◆ **TEXT**
○ ○ ○ ○ ○
The Wyoming legislature took a big step toward respecting the Second Amendment with House Bill 72. It is,
AN ACT relating to concealed weapons; repealing gun free zones; providing for the carrying of concealed weapons as specified; creating a criminal offense for prohibiting entry to a person carrying a concealed weapon as specified; clarifying that only the state legislature may regulate firearms, weapons and ammunition; providing for exceptions; requiring rulemaking; and providing for an effective date.
This is the Cowboy State’s second bite at this apple. Last year’s bill was vetoed, and the usual public school suspects are unhappy about the governor allowing it to become law this time around.
“We feel like our educators have the right to know if, for example, we’re having parent-teacher conferences and somebody is carrying a weapon,” she said.
Most Wyoming schools don’t have metal detectors, she said. And under the new law, school staff won’t be allowed to ask visitors if they’re carrying concealed firearms.
Emotions can run high in schools, so there’s concern over firearms being in the mix, Amen said.
“We’re also concerned about school board meetings,” she said. “School board meetings have become quite contentious in recent years.”
No effort is made to explain the source of the contention, so how about parents not having the right to know what is being taught to their kids? Are students given psychological testing or subjected to pornographic gender bending literature without parental knowledge or consent? Are schools transitioning kids on campus and keeping it secret? Do they require students to use preferred pronouns (compelled speech), boys on girls teams and in their bathrooms, all while denying free speech rights?
Are these your typical Obama/Biden-era American public schools? The ones that call the cops if you speak out or censor you for daring to read from books on school library shelves?
Is student data being shared or medical decisions (masks, vaccines) being made without proper informed consent or the consent of parents or guardians?
Any or all of these and a long list of issues from poor output at excessive cost could make parent-taxpayer interaction contentious—quite contentious. But there is a solution to every one of these supposed problems.
First, listen to the parents.
○ ○ ○ ○ ○
◆ **EXTRACTED RECORDS**
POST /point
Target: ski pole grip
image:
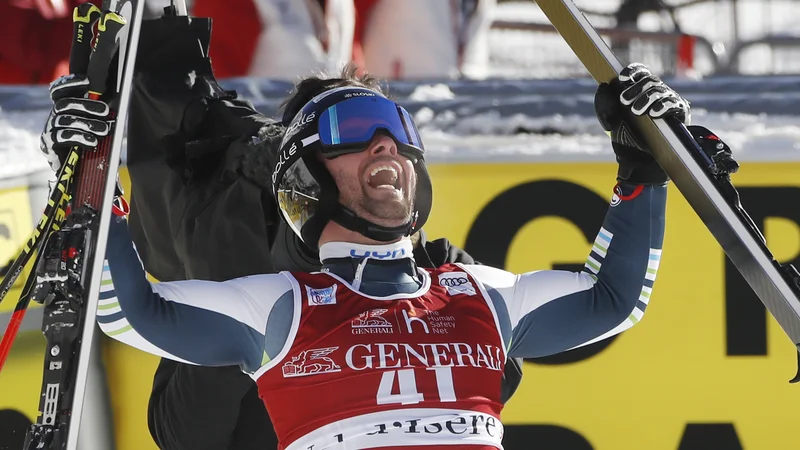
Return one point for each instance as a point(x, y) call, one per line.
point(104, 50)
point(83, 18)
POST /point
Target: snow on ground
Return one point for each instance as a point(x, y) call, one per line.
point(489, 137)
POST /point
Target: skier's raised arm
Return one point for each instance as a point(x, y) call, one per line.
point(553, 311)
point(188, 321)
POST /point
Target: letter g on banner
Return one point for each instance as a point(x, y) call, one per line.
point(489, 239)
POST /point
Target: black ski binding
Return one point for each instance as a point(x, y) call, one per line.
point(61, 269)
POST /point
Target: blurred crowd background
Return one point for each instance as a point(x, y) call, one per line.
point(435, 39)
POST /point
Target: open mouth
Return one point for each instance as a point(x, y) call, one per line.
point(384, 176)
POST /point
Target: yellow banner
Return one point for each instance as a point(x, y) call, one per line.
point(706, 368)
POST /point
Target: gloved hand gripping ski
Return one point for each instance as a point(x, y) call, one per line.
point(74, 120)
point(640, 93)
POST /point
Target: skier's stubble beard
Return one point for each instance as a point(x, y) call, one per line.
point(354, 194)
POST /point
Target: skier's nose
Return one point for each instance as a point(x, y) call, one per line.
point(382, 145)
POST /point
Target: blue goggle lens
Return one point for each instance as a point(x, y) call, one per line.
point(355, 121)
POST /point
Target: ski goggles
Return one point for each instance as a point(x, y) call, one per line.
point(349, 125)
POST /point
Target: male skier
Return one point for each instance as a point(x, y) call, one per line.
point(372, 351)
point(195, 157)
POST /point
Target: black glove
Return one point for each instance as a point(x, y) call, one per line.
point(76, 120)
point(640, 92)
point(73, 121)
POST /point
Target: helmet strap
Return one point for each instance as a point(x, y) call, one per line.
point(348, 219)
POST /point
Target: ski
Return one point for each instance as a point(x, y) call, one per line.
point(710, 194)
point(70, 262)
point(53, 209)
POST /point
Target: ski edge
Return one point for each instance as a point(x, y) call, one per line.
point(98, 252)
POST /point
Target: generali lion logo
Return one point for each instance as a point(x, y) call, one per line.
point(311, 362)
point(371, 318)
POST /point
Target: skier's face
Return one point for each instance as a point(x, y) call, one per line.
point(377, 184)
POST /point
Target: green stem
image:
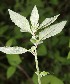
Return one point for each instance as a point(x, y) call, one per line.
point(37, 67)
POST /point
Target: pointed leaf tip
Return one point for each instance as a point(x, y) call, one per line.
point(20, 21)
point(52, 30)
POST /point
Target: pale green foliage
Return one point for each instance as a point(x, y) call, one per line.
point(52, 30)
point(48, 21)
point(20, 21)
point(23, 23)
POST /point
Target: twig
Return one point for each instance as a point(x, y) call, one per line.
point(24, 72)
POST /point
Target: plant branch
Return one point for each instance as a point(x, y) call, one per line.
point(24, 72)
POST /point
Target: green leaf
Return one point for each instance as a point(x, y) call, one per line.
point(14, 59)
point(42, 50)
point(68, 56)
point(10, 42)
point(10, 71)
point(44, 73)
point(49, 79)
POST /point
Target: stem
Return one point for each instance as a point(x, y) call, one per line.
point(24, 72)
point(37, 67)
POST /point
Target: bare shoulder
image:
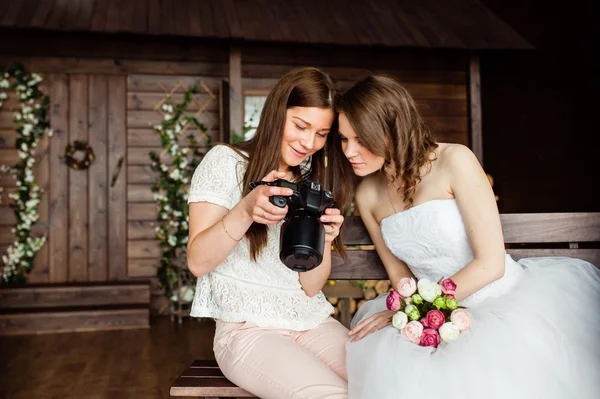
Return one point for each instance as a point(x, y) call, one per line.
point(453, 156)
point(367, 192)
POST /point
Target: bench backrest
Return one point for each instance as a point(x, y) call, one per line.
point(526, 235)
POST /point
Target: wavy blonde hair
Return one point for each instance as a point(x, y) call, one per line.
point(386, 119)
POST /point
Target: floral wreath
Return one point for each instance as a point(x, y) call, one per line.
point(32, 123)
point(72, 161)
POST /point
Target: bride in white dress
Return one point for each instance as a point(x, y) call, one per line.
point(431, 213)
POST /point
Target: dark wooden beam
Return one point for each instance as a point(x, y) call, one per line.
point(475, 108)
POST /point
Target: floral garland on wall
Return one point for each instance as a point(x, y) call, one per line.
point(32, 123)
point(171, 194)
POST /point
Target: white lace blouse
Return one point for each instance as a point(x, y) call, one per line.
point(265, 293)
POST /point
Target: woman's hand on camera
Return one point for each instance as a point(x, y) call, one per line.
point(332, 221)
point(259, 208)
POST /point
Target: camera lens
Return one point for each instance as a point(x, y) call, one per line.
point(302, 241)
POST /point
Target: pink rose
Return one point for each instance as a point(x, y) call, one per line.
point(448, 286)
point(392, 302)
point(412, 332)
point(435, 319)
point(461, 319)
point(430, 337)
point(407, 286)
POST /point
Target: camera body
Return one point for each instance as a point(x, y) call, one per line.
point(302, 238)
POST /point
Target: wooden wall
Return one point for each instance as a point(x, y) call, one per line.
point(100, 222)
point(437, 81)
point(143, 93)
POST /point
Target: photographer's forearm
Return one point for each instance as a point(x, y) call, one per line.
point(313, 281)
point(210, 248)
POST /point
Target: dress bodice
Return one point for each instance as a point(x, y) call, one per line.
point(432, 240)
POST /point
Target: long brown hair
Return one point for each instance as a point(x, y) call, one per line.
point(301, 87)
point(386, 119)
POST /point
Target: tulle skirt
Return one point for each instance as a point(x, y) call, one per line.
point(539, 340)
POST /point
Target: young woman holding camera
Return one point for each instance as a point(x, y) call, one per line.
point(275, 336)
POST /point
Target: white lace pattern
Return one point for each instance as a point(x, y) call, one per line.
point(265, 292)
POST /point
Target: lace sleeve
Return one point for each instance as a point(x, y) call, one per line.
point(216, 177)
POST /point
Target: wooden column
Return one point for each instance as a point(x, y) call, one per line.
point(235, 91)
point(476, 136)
○ ○ ○ ○ ○
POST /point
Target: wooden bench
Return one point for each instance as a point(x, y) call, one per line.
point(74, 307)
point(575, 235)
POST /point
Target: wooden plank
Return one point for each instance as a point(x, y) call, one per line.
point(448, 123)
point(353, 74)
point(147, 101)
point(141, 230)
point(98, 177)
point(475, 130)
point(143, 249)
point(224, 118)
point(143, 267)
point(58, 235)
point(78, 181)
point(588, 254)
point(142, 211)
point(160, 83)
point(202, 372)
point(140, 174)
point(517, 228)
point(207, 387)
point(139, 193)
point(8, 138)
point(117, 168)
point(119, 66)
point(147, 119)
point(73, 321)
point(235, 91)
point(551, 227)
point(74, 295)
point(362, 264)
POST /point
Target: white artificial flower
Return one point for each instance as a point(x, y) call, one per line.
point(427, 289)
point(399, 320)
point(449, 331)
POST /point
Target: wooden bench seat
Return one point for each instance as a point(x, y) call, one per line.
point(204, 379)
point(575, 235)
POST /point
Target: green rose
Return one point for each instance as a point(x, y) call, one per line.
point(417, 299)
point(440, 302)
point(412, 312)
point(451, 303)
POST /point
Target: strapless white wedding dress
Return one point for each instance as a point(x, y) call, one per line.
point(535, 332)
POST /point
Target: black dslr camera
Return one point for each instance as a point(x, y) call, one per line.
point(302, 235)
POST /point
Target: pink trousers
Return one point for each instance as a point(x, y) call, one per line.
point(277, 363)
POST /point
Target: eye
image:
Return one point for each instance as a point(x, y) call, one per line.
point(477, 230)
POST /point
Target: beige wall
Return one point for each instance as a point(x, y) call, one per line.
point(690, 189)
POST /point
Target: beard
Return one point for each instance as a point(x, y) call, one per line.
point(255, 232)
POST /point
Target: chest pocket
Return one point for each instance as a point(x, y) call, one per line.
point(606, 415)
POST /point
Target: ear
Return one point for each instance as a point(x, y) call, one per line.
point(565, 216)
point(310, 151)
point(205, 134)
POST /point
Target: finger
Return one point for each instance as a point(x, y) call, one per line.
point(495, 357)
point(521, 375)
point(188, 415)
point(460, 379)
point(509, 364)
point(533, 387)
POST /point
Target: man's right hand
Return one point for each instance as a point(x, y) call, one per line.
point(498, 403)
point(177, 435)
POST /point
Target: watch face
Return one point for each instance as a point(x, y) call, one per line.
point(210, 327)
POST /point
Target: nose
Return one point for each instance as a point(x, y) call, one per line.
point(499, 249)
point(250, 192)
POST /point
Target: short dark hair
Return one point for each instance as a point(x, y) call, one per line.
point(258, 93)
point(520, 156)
○ ○ ○ ○ ○
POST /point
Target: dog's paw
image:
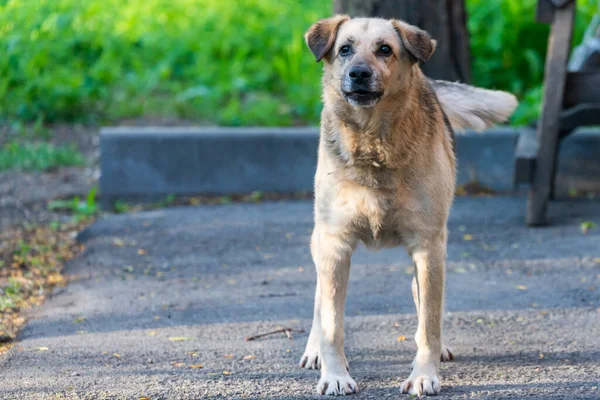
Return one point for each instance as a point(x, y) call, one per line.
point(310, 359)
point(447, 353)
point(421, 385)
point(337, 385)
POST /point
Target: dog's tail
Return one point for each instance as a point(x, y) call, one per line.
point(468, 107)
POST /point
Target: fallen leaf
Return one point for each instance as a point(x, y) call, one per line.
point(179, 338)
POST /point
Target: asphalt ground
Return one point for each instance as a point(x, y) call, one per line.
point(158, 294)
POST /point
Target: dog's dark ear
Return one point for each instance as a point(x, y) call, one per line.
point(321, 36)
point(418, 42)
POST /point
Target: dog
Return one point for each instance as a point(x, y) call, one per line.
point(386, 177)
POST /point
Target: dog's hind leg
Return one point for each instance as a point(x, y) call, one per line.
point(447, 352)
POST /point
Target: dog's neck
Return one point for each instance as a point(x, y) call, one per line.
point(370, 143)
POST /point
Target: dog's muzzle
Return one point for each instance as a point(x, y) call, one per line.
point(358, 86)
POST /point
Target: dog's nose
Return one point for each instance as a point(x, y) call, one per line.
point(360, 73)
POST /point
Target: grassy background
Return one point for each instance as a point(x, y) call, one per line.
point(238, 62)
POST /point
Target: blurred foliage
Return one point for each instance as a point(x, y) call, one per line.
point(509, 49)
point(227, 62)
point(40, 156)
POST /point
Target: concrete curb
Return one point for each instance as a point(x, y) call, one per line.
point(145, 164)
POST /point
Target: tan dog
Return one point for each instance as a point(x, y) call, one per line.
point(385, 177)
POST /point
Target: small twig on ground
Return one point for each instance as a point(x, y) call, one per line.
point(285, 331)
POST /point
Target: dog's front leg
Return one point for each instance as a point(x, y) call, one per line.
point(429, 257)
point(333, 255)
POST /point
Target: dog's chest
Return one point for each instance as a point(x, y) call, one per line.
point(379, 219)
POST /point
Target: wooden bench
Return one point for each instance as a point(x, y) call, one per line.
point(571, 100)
○ ○ ○ ○ ○
◆ **THINGS TO DO**
1. According to the text on Wyoming's House Bill 72, what happened to last year's version of the bill?
2. Write a continuation of the text on Wyoming's House Bill 72, picking up after its final sentence.
The entries were taken from a different source than the text.

◆ **ANSWER SECTION**
1. It was vetoed.

2.
Then, because you brought it up, can we please have a list of incidents involving armed engagement in Wyoming at a teachers’ conference or school board meeting? I’m guessing the number is zero, and trust me, people have been carrying concealed, you never knew, and lived to tell the tale.
Finally, if you are that concerned, get some training and carry concealed. It’s legal, and this is Wyoming, not Whineoming. Jeesh. Just follow the law including that,
Firearms will still be prohibited in certain publicly funded spaces such as prisons, jails, mental health treatment facilities and laboratories containing explosive materials on the University of Wyoming campus.
Private property won’t be affected, Jones said.
For example, because Cheyenne Frontier Days is a private venture, its organizers can still choose to prohibit civilians from carrying firearms there, he said.
And there’s your answer. Schools are already in a mad rush to identify as mental institutions – which isn’t a stretch given how little anyone learned and who pretends to be in charge.
Parents, you’ll want them not to make that leap, and if you’re unsure why, the same people who want to manage your child’s mental health can’t teach half of them to read or add, nor can they define what a woman is.
You are getting more of your gun rights back; now take your schools back, but not with guns – that’d play into the proglodytes’ hoplophobia. School board elections, better superintendents, control spending, fewer administrators, and an eagle eye on curriculum. You might even end up with young adults who understand the natural right to self-defense and that the US Constitution doesn’t grant it, it protects it from whiney school district employees.